(Photo-based point labeling entries)
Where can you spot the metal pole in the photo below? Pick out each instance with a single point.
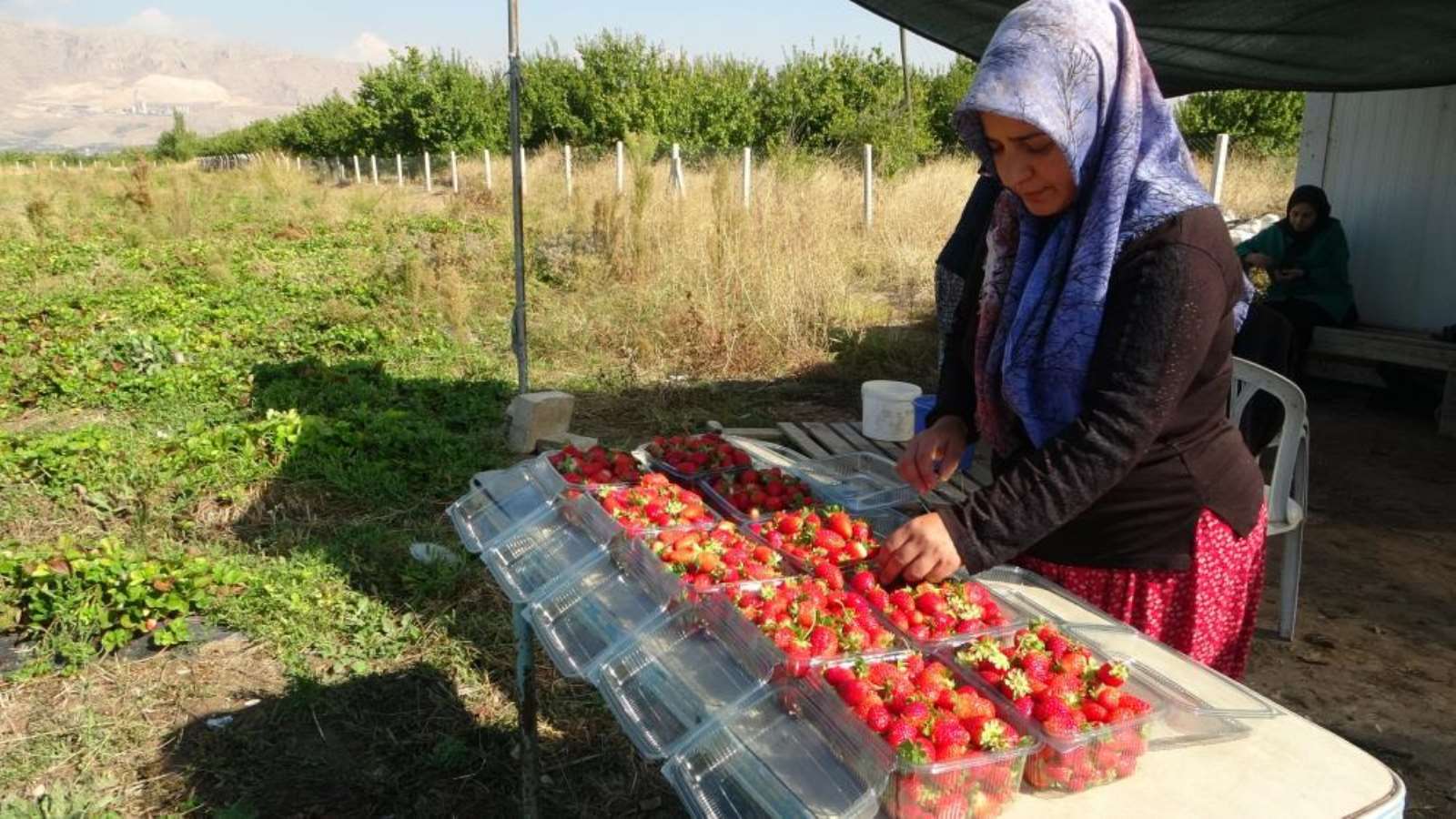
(905, 66)
(524, 661)
(1220, 162)
(526, 707)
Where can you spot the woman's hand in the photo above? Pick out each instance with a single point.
(921, 550)
(934, 455)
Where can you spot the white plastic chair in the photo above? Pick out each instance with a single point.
(1288, 494)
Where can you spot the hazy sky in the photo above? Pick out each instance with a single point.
(366, 29)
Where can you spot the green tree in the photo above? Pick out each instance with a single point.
(178, 145)
(419, 102)
(1259, 121)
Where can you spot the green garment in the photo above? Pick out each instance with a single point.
(1325, 264)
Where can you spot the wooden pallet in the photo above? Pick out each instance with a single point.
(820, 439)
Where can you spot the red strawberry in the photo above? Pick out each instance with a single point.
(900, 732)
(823, 643)
(1111, 673)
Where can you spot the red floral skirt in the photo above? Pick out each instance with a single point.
(1206, 612)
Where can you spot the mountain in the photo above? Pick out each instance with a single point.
(109, 87)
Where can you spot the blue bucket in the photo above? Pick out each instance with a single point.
(924, 407)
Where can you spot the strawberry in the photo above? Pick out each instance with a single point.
(759, 493)
(693, 455)
(1111, 673)
(899, 732)
(594, 467)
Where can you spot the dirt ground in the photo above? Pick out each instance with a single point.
(1375, 644)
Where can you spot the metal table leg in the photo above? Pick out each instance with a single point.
(526, 712)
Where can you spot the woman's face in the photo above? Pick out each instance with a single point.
(1030, 164)
(1302, 216)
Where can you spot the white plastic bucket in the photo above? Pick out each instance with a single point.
(888, 410)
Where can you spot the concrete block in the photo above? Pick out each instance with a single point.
(536, 416)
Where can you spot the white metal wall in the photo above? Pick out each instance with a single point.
(1388, 162)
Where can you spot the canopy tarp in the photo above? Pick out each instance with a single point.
(1252, 44)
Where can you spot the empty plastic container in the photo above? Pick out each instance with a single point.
(552, 544)
(681, 672)
(582, 617)
(778, 753)
(858, 481)
(501, 499)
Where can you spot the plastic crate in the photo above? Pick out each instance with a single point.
(1089, 758)
(1016, 615)
(552, 544)
(681, 672)
(781, 661)
(721, 503)
(500, 500)
(581, 618)
(778, 753)
(858, 481)
(977, 785)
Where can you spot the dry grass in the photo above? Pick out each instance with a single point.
(1252, 186)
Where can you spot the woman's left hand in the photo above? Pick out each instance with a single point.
(921, 550)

Set exercise: Swap "Pick out each instance" for "Mark every instance" in all the entries above, keeping everything else the same. Leave the pictures out.

Result for this task:
Where can you spot the metal pole in the photo below? Mark every instance with a single point.
(905, 66)
(524, 661)
(1220, 162)
(526, 707)
Where can you spot the woman's hand in the photo above? Mark every instance with a single point.
(921, 550)
(934, 455)
Where can you spot the white plastic chair in the photo above? Mark every instance with a single point.
(1288, 494)
Where can you spot the hazy sky in the photo above? Mark every instance with a single point.
(366, 29)
Where can you spot the green tree in the photo above? Mark every instance with a single point.
(178, 145)
(419, 102)
(1259, 121)
Where can you spot the green garment in the photo above? Mark every instance with a single point.
(1325, 264)
Where can you spot the wooden pallet in the photo above? Mark every instance with a single point.
(820, 439)
Where can you spot the red strawberry in the photo above? Mark every instance with a single point.
(900, 732)
(823, 643)
(1111, 673)
Where can you spot the red floral skirt in the photo above? Mark every instance with a single point.
(1206, 612)
Where can you spot the mountain in the photo above? Mark every instance with a single point.
(109, 87)
Where can you spot the blue bucket in the photo above? Mark every instance with a single point.
(924, 407)
Where can you spot the strawberry in the photo above? Mark every instance with a single point.
(759, 493)
(693, 455)
(1111, 673)
(899, 732)
(594, 467)
Where can you spot the dirt ground in the photo above? Mark every instance with a single point.
(1375, 644)
Where can you spot the metal table leg in the photo above? Mark every instance with a single point.
(526, 712)
Where can you spot the woman's face in the photo above? Mark every instance with a single point.
(1030, 164)
(1302, 216)
Where can you spot the white plastic bucket in the photo above? Mark every instance with a single point.
(888, 410)
Where can you spot the concrete block in the photo above? Mark every instance with a single point.
(536, 416)
Where can you spot the white metal wall in the photo above? Mark every instance with a single point.
(1388, 162)
Where can you spot the canopy tarp in the photo above? Mark every instance with a single point.
(1252, 44)
Where can you spot the empty plastic container in the photo above? Mark every instance with a single point.
(552, 544)
(681, 672)
(582, 617)
(778, 753)
(858, 481)
(501, 499)
Where can you spot the plastic crate in the photo above? Mark every instance with a single point.
(1089, 758)
(1016, 615)
(552, 544)
(681, 672)
(781, 661)
(721, 503)
(500, 500)
(581, 618)
(778, 753)
(858, 481)
(977, 785)
Where can you spot the dry grass in the photo above? Mark every instance with a single point.
(1252, 186)
Where can you spot the woman's left hand in the photo above? Mark every instance with a single point.
(921, 550)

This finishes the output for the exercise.